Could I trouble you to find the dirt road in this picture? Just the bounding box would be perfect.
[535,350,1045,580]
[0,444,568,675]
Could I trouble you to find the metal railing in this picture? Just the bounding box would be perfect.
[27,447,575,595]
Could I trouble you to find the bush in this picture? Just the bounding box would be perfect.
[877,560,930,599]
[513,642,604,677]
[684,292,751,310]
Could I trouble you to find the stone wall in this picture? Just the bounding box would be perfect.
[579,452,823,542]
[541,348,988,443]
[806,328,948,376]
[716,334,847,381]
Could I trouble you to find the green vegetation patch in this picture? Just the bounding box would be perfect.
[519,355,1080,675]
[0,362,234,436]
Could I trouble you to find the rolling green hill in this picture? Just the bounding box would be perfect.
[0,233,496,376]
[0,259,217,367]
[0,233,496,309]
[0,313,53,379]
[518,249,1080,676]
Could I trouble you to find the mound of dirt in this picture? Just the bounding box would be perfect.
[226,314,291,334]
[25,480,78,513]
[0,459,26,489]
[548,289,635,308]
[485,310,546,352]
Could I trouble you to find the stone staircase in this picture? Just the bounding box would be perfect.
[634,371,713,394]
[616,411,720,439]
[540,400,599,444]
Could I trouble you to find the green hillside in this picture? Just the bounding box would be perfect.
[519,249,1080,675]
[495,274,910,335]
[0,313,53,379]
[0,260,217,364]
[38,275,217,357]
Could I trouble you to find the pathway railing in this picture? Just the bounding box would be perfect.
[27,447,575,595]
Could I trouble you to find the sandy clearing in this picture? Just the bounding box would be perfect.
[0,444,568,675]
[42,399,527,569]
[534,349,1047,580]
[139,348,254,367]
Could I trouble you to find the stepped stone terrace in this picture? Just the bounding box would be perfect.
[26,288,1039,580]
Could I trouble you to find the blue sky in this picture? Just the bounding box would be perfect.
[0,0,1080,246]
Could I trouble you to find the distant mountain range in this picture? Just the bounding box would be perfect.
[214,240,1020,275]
...
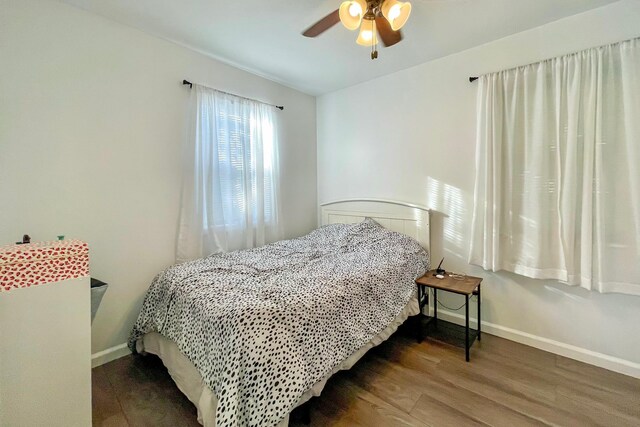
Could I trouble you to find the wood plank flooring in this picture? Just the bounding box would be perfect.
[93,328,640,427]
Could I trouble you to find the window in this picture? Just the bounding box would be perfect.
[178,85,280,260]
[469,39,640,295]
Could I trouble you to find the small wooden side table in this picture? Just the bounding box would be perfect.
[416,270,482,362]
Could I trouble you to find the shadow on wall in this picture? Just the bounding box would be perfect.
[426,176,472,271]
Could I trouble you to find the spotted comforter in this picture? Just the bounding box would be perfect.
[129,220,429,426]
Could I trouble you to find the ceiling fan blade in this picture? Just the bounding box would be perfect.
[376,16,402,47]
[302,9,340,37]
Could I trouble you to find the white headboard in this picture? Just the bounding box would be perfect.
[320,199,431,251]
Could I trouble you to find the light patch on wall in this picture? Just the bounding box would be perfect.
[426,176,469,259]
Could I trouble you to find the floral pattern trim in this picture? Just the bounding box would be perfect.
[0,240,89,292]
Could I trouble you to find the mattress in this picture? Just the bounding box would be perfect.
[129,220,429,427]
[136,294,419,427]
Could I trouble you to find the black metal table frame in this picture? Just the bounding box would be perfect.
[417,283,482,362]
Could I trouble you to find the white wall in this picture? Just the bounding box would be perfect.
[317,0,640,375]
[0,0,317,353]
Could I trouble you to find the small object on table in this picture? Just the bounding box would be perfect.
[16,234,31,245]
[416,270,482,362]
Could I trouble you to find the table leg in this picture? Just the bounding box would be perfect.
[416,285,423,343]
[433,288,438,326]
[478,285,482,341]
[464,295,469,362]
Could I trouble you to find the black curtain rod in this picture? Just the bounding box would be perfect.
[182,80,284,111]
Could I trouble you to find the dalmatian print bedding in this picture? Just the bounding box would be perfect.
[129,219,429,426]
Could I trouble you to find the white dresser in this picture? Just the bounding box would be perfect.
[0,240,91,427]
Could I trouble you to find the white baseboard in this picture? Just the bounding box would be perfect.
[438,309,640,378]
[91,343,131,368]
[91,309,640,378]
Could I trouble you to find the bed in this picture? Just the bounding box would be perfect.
==
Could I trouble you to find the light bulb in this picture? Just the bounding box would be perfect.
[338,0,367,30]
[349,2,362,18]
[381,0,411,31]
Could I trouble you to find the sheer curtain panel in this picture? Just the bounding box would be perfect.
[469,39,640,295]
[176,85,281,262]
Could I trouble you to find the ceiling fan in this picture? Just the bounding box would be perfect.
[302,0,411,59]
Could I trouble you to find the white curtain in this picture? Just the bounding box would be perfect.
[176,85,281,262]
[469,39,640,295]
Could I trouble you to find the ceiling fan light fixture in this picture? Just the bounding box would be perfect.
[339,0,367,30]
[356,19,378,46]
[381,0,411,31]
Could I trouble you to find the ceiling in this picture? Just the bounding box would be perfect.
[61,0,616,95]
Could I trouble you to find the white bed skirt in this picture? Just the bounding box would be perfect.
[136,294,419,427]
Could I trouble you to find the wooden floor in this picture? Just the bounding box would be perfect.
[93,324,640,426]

## [AIM OF THE EXERCISE]
Copy the lines of the listing above, starting at the line with "Could I trouble you to find the sheer" and ending with the line that has "[302,0,411,59]", both of those lines included.

## [SOLUTION FOR THIS TASK]
Could I trouble you to find the sheer curtain panel in this picture? Just the bounding box would be perfect.
[469,39,640,295]
[176,85,281,262]
Could I trouble you to find the ceiling fan in this picture? Just the bounding box would be perfect.
[302,0,411,59]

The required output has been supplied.